== Data excerpts
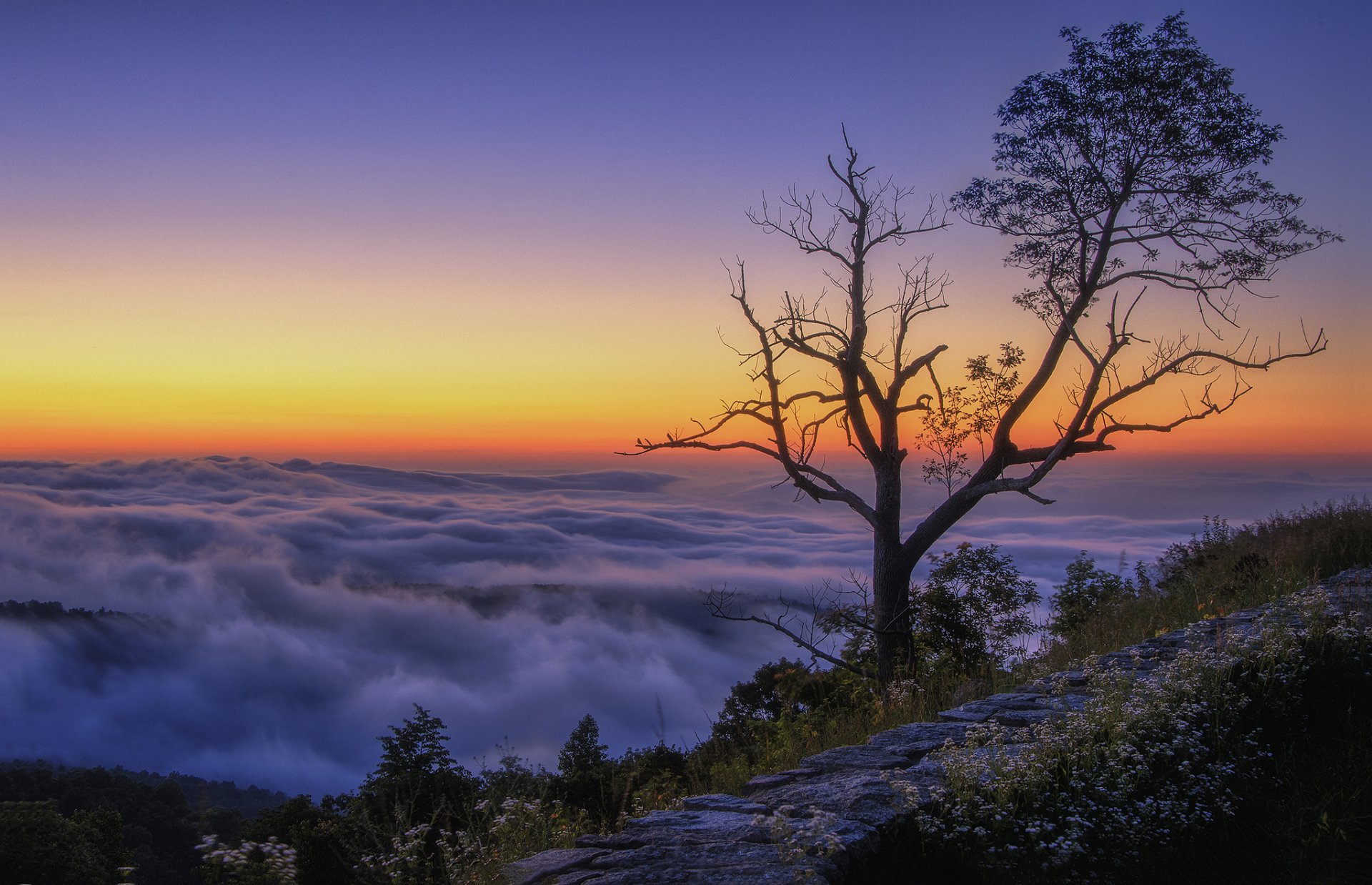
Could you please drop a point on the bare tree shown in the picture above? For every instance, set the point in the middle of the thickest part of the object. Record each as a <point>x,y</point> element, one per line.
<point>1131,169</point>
====
== Data excerpts
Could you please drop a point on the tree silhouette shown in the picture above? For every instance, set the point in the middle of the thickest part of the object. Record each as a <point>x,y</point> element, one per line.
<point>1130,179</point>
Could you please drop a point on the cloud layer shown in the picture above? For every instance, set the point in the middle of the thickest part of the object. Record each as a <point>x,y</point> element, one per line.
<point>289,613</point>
====
Given problem: Copy out, word for word, the lines running from the one with "Could you please drop a point on the tree" up to and including the one with "<point>1130,179</point>".

Output:
Could you please drop a point on the tree silhouette shown in the picture above? For every instance, set the point in the middle of the thickest part of the object. Record each as a <point>x,y</point> element, one per line.
<point>1130,179</point>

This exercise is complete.